### TEXTAUSZUG
▼

Warum arbeitest du gerne in der SAPV?

Ich finde, dass es eine unglaublich wichtige Rolle ist, die man in der SAPV einnimmt. Wir können den Menschen vieles leichter und angenehmer machen.
An gewissen Punkten ist die Palliativpflege tatsächlich auch „leichter“: Die Anspannungen, die mit dem „Fordern-und-fördern“-Prinzip in der „normalen“ Pflege verbunden sind, die gibt es in der SAPV nicht. Unsere Arbeit zielt einzig und allein darauf ab, unseren Patientinnen und Patienten ihren Tag so schmerzlos und so angenehm wie möglich zu gestalten. Und dafür tun wir alles, was wir können. Dafür ist es natürlich wichtig, in der Palliativpflege spezialisiert zu sein. Viele Dinge sind anders als in der Alten- oder Krankenpflege, und das muss man wissen – und dafür gibt‘s den Basiskurs für Palliative Care.

Wie persönlich wird denn das Verhältnis zu deinen Patienten?

Manchmal sehr persönlich. Man lernt im Palliative Care Kurs auch, vieles nicht zu nah an sich herankommen zu lassen. Natürlich geht man emotional in die Sache rein – man muss sich ja auch einfühlen können. Aber man lernt auch, zu wissen, wann es einem zu viel wird.
Wenn ich zu oft bei einem Patienten bin und es anfängt, mir zu nahe zu gehen, dann schaue ich mal mit den Kollegen, ob nicht jemand das teilweise für mich übernehmen kann, wodurch ich mich selbst ein Stück weit schützen kann. Und das klappt eigentlich immer ganz gut. Ich muss sowieso sagen, dass Teamarbeit in der SAPV unglaublich wichtig ist und dass das bei uns auch super funktioniert – ohne Teamarbeit gäbe es keine SAPV.

Wie erleichtert man Patienten den Alltag?

Ganz viele haben ausdrücklich den Wunsch, zuhause zu bleiben. Und wir versuchen, das möglich zu machen: Mit einem Team von Ärzten und Therapeuten und auch der Apotheke.
Das läuft zwar nicht immer reibungslos, aber oft klappt es auch prima. Nicht zuletzt hängt das von der Krankheit des Patienten ab.

Wie ist es für dich, einem Menschen an seinem Lebensende beizustehen?

So verschieden die Leute sind, so verschieden sind auch die Situationen. Ich muss sagen, dass erstens die Menschen viel ehrlicher sind, und zweitens habe ich für mich im Laufe der Jahre die Erfahrung gemacht: Von Sterbenden lernen heißt leben lernen. Man denkt über manche Sachen komplett anders, man hinterfragt manche Sachen mehr.

▲

### ARBEITSANWEISUNGEN
a) Nenne alle Beteiligten, mit denen laut dem Interview zur SAPV der Wunsch der Patienten, zuhause zu bleiben, möglich gemacht werden soll.
b) Gib aus dem Interview zur SAPV den Abschnitt zwischen „Warum arbeitest du“ und „zu deinen Patienten?“ einschließlich wortgleich wieder.
c) Schreibe die Fortsetzung des Interviews zur SAPV im Anschluss an seinen letzten Satz.

Gespeicherte Dateneinträge
▼

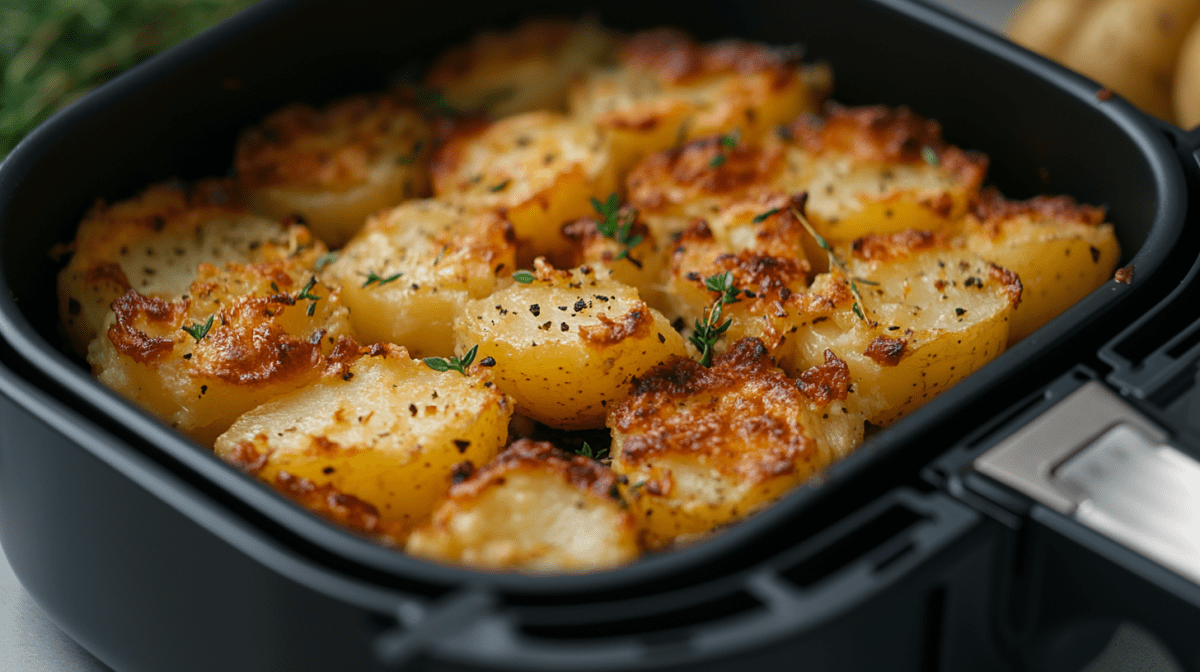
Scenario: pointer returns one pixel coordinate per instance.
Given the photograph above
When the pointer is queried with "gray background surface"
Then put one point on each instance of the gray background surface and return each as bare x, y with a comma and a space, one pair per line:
31, 642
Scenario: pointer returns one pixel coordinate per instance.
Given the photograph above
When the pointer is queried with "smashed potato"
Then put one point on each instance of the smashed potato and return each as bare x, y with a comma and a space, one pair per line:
701, 447
241, 336
409, 273
336, 165
731, 279
541, 168
381, 427
567, 345
154, 241
534, 508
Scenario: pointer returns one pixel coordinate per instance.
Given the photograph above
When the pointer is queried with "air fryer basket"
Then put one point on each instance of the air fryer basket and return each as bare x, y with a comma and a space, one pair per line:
154, 555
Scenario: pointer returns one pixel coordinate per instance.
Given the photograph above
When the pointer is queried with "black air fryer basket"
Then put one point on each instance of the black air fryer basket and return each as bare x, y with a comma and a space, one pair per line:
963, 538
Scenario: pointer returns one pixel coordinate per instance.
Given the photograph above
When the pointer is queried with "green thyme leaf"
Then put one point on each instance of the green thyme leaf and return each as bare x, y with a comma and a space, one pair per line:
376, 279
460, 365
763, 216
199, 331
329, 258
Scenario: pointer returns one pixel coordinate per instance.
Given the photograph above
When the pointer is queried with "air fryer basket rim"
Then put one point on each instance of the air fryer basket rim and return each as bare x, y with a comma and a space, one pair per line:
58, 371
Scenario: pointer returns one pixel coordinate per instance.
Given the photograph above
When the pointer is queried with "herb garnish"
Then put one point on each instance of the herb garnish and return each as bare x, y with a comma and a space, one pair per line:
729, 141
376, 279
460, 365
587, 451
617, 223
198, 330
706, 334
762, 216
930, 156
325, 259
834, 261
306, 294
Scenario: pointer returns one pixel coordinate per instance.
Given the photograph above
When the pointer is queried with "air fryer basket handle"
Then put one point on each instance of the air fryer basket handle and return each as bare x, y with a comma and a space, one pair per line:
1115, 531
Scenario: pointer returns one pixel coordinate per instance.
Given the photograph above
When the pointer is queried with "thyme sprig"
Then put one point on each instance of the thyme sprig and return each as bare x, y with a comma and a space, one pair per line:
198, 330
834, 261
378, 280
307, 295
460, 365
707, 333
595, 454
617, 225
725, 142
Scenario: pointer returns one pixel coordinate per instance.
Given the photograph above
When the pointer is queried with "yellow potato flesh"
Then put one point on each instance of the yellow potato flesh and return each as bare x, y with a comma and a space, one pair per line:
389, 435
567, 345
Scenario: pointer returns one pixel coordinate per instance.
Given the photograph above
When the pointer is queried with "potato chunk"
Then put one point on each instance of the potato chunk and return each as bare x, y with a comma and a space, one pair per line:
931, 315
568, 343
241, 336
877, 171
534, 508
412, 270
522, 70
639, 264
667, 88
760, 243
706, 447
381, 427
540, 168
154, 241
336, 165
1061, 251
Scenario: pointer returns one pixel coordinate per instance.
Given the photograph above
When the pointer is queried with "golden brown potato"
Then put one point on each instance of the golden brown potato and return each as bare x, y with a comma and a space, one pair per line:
1060, 250
154, 241
522, 70
409, 273
567, 345
702, 178
766, 258
666, 89
1132, 47
381, 427
931, 316
540, 168
241, 336
877, 169
534, 508
336, 165
700, 447
631, 256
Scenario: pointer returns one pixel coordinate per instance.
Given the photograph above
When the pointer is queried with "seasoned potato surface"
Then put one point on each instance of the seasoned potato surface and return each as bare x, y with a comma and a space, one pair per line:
154, 241
534, 508
1060, 250
381, 427
540, 168
336, 165
568, 343
523, 70
409, 273
705, 447
239, 337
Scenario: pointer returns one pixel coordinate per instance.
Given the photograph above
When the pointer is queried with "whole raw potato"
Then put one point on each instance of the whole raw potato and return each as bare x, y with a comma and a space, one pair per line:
1132, 46
1187, 81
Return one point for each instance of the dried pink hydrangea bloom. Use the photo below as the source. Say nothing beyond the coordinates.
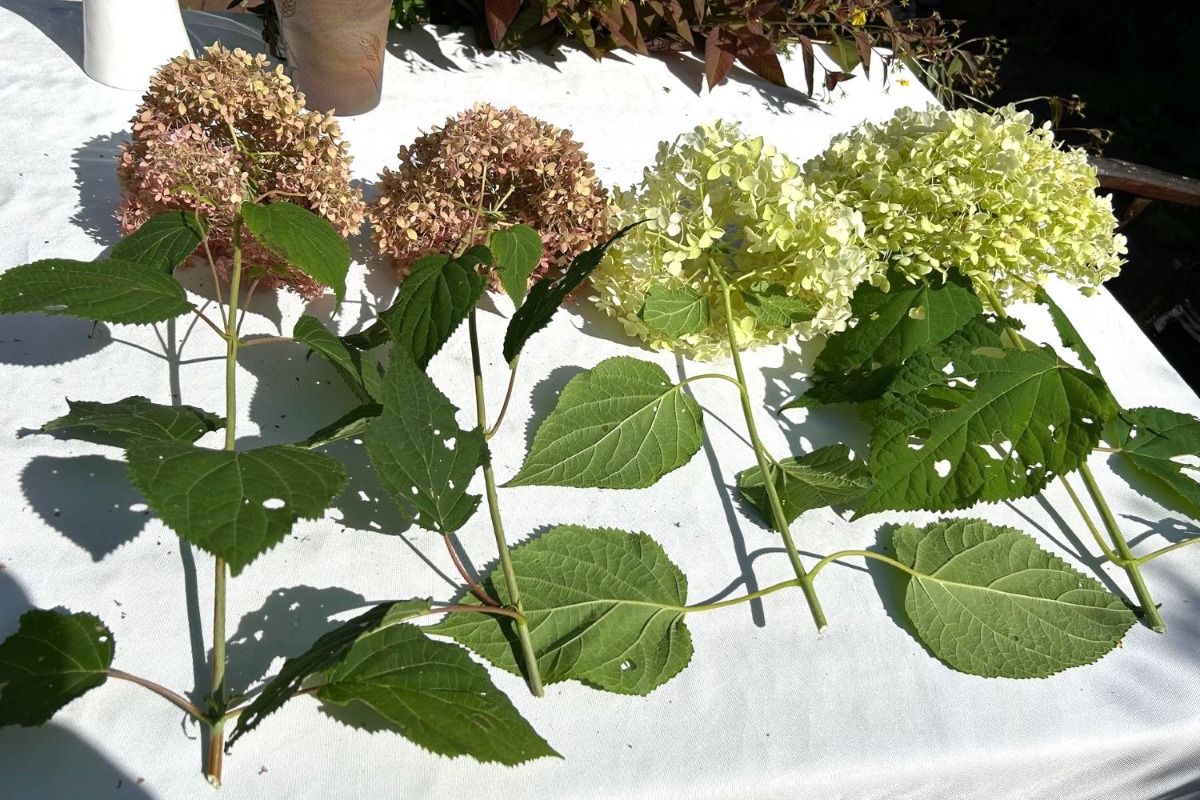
(219, 130)
(526, 170)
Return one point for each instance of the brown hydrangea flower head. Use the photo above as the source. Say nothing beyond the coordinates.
(219, 130)
(514, 167)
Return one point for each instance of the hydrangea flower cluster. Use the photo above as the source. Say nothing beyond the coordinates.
(219, 130)
(985, 193)
(515, 167)
(715, 197)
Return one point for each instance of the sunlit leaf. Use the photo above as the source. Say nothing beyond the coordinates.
(987, 600)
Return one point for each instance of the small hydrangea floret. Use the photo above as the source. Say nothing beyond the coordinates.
(717, 199)
(515, 168)
(219, 130)
(987, 193)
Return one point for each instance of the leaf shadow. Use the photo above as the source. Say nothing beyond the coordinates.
(40, 340)
(88, 499)
(285, 626)
(95, 168)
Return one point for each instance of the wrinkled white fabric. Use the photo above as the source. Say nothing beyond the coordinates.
(767, 709)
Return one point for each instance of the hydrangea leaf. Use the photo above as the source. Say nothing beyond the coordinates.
(1067, 331)
(892, 326)
(605, 607)
(774, 306)
(325, 653)
(978, 419)
(1153, 441)
(137, 416)
(358, 370)
(433, 300)
(622, 425)
(109, 290)
(234, 505)
(517, 252)
(163, 241)
(49, 661)
(306, 240)
(354, 422)
(547, 294)
(988, 601)
(675, 312)
(423, 458)
(826, 476)
(435, 695)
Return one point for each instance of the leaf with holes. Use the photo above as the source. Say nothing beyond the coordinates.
(306, 240)
(675, 312)
(858, 364)
(423, 458)
(988, 601)
(163, 241)
(325, 653)
(49, 661)
(547, 294)
(622, 425)
(109, 290)
(433, 300)
(234, 505)
(358, 370)
(517, 252)
(1156, 441)
(435, 695)
(604, 607)
(826, 476)
(136, 416)
(774, 306)
(985, 416)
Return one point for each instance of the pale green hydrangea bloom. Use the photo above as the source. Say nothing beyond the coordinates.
(718, 197)
(987, 193)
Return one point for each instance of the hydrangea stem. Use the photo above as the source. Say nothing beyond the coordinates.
(533, 672)
(779, 519)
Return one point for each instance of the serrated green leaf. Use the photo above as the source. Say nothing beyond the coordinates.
(675, 312)
(989, 601)
(604, 607)
(1067, 331)
(49, 661)
(358, 370)
(622, 425)
(352, 423)
(517, 252)
(234, 505)
(163, 241)
(892, 326)
(137, 416)
(1153, 440)
(109, 290)
(549, 294)
(822, 477)
(325, 653)
(774, 306)
(437, 295)
(435, 695)
(306, 240)
(423, 458)
(977, 420)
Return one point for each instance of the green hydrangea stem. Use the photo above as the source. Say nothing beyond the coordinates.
(779, 519)
(1123, 555)
(533, 672)
(1127, 561)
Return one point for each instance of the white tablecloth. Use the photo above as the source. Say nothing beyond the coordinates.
(766, 709)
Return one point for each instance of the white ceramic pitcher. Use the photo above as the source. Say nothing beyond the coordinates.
(125, 41)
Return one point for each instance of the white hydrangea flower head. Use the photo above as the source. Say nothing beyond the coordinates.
(717, 197)
(987, 193)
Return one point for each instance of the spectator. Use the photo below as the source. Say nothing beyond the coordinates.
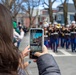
(9, 55)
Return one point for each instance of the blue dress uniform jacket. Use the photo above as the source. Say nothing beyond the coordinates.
(47, 65)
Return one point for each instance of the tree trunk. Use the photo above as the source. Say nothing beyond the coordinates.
(50, 11)
(65, 11)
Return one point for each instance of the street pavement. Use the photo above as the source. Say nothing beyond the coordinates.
(65, 58)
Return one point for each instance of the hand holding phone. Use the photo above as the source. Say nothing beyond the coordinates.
(36, 41)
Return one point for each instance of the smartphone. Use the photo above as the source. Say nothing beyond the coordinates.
(36, 41)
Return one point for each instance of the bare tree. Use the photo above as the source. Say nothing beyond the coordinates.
(75, 9)
(74, 3)
(13, 5)
(50, 10)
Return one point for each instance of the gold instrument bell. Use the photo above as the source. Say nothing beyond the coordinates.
(58, 26)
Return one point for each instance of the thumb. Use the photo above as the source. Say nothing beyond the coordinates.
(37, 54)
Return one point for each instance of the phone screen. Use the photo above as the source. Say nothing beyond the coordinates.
(36, 41)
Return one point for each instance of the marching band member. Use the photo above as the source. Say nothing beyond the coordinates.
(55, 38)
(62, 36)
(73, 36)
(67, 36)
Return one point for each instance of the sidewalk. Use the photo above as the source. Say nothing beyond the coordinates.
(32, 68)
(66, 64)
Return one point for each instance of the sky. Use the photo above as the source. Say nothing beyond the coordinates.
(57, 3)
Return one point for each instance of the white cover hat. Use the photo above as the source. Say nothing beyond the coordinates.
(73, 22)
(55, 23)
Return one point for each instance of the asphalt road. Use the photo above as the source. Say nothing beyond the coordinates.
(65, 59)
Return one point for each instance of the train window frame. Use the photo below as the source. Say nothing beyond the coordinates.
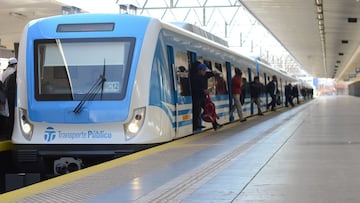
(128, 60)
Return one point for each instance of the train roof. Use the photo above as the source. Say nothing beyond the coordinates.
(183, 29)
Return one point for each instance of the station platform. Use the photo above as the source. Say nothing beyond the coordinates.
(309, 153)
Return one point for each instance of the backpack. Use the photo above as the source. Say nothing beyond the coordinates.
(4, 106)
(209, 113)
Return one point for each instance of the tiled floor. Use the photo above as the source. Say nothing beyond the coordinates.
(307, 154)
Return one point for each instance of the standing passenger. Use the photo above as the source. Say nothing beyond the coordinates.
(255, 91)
(236, 92)
(272, 89)
(288, 95)
(295, 92)
(199, 77)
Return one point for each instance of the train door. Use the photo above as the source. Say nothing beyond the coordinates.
(183, 101)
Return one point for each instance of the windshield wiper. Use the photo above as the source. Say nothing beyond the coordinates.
(90, 95)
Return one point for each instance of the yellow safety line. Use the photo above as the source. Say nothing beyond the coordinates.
(61, 180)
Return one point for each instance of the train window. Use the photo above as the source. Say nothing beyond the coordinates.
(74, 69)
(183, 81)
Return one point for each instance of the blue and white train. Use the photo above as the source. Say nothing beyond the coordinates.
(101, 85)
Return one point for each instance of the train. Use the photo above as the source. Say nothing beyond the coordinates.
(93, 87)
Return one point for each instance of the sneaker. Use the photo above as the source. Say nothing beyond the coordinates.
(218, 127)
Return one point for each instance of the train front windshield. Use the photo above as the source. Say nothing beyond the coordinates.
(73, 69)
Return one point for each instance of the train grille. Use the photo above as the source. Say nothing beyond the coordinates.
(26, 155)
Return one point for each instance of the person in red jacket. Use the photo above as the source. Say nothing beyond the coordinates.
(236, 92)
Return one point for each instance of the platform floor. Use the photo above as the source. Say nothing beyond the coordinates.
(307, 154)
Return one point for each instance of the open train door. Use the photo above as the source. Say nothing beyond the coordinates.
(178, 60)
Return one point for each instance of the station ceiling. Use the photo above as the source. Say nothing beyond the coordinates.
(322, 35)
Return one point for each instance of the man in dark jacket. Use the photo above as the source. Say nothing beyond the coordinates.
(255, 91)
(272, 89)
(199, 89)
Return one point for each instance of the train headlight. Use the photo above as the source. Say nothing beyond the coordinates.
(135, 124)
(25, 125)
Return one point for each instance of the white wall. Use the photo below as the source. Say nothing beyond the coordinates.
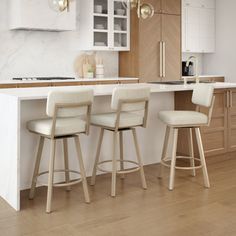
(223, 62)
(40, 53)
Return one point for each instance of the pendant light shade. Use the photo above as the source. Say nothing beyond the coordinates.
(144, 10)
(58, 5)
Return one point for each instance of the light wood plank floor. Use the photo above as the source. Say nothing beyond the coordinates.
(189, 210)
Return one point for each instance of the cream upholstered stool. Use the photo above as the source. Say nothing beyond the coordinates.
(130, 107)
(69, 114)
(202, 97)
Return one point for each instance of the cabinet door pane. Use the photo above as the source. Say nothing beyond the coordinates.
(171, 6)
(171, 36)
(149, 48)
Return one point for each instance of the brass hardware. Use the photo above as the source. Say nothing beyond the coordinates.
(144, 10)
(164, 58)
(161, 60)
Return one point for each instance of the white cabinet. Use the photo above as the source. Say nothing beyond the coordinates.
(37, 15)
(104, 25)
(198, 26)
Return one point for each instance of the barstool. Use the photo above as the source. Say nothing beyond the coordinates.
(130, 106)
(175, 120)
(69, 114)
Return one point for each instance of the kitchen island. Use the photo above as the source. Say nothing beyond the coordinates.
(18, 146)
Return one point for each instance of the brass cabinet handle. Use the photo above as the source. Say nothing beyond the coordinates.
(227, 98)
(231, 98)
(164, 58)
(161, 59)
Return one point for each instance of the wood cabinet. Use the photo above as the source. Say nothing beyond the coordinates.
(171, 7)
(165, 6)
(198, 26)
(36, 14)
(220, 136)
(155, 52)
(104, 25)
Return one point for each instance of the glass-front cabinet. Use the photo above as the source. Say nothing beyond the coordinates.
(104, 25)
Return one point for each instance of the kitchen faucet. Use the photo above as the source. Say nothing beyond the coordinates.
(196, 68)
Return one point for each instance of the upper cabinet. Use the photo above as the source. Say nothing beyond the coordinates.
(104, 25)
(37, 15)
(198, 26)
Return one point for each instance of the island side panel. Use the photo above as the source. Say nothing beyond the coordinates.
(10, 153)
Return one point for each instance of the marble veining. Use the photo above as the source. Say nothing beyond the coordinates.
(25, 53)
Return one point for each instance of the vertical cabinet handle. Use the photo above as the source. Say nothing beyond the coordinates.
(161, 59)
(227, 98)
(231, 98)
(164, 58)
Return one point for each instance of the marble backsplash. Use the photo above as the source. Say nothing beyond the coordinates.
(42, 53)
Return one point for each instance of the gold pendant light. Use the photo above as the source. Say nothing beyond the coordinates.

▲

### ANTWORTEN JE AUFGABE
a) Ärzte, Therapeuten, die Apotheke

b)
Warum arbeitest du gerne in der SAPV?

Ich finde, dass es eine unglaublich wichtige Rolle ist, die man in der SAPV einnimmt. Wir können den Menschen vieles leichter und angenehmer machen.
An gewissen Punkten ist die Palliativpflege tatsächlich auch „leichter“: Die Anspannungen, die mit dem „Fordern-und-fördern“-Prinzip in der „normalen“ Pflege verbunden sind, die gibt es in der SAPV nicht. Unsere Arbeit zielt einzig und allein darauf ab, unseren Patientinnen und Patienten ihren Tag so schmerzlos und so angenehm wie möglich zu gestalten. Und dafür tun wir alles, was wir können. Dafür ist es natürlich wichtig, in der Palliativpflege spezialisiert zu sein. Viele Dinge sind anders als in der Alten- oder Krankenpflege, und das muss man wissen – und dafür gibt‘s den Basiskurs für Palliative Care.

Wie persönlich wird denn das Verhältnis zu deinen Patienten?

c)
Worüber denkst du zum Beispiel anders?

Wir hatten mal eine junge Patientin, Mitte Zwanzig, die während der Schwangerschaft erkrankt ist. Da war dann die Frage: "Was passiert mit den Kindern hinterher?" Man denkt ja immer: "Ach, das betrifft mich noch nicht! Ich hab ja noch so viel Zeit." – Zeit hat man nicht wirklich, wenn man solche Sachen vor Augen kriegt. Ich überlege dann auch: Kann ich vielleicht schon irgendwas regeln, was meine Kinder betrifft? Zum Beispiel, wer sich um meine Kinder kümmern könnte, sollte etwas passieren.

Viele der Patienten sagen: "Wissen Sie, Schwester, ich hab Kohle gespart, und jetzt bin ich krank, und jetzt habe ich nix von der Kohle." Und das stimmt ja. Warum soll ich das, was ich habe, nicht jetzt nutzen? Das geht manchmal wirklich so schnell. Innerhalb von ein paar Monaten krempelt sich das Leben komplett um, man hat Vorsorge getroffen, man kann sie aber nicht nutzen. Man lernt also, dass man auch intensiver leben sollte.

Ich mache auch viele Sachen inzwischen ganz anders, als ich sie noch vor zehn Jahren gemacht hätte.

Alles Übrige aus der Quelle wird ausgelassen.